■ TO BE DONE ■
Gather every line of the records below that contains the word "woman", matching case exactly. Copy each line in the order it appears.

■ RECORDED DATA ■

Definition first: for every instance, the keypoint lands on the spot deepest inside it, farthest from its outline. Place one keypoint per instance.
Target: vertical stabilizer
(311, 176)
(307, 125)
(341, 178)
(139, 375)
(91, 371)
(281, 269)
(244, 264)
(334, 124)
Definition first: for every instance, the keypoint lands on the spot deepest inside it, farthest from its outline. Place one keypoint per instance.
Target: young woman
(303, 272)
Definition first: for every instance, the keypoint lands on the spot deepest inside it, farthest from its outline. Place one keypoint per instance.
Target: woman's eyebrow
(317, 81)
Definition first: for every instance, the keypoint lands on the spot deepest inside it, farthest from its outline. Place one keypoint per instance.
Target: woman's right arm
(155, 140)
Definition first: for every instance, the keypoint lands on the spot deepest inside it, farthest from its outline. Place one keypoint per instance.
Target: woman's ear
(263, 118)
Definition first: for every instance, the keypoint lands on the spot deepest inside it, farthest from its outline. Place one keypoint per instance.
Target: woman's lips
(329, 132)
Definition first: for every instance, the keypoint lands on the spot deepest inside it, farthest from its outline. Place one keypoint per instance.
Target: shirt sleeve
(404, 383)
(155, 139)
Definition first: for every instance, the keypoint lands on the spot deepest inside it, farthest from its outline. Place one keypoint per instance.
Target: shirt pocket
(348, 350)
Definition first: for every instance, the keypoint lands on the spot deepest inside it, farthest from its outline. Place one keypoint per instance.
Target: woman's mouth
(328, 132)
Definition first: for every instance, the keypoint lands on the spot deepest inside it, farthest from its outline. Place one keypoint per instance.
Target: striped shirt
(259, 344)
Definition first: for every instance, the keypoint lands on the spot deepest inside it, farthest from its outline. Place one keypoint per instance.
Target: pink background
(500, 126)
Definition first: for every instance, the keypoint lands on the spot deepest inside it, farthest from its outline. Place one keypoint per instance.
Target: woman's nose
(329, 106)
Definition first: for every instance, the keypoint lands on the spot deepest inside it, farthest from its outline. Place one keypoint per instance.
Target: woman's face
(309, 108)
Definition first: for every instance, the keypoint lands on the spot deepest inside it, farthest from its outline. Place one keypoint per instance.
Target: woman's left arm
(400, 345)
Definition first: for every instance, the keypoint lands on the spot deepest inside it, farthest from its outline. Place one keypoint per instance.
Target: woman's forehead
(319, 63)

■ OUTPUT OF THE TASK ■
Target: young woman
Target: woman's eyebrow
Target: woman's right arm
Target: woman's ear
Target: woman's lips
Target: woman's mouth
Target: woman's nose
Target: woman's face
Target: woman's left arm
Target: woman's forehead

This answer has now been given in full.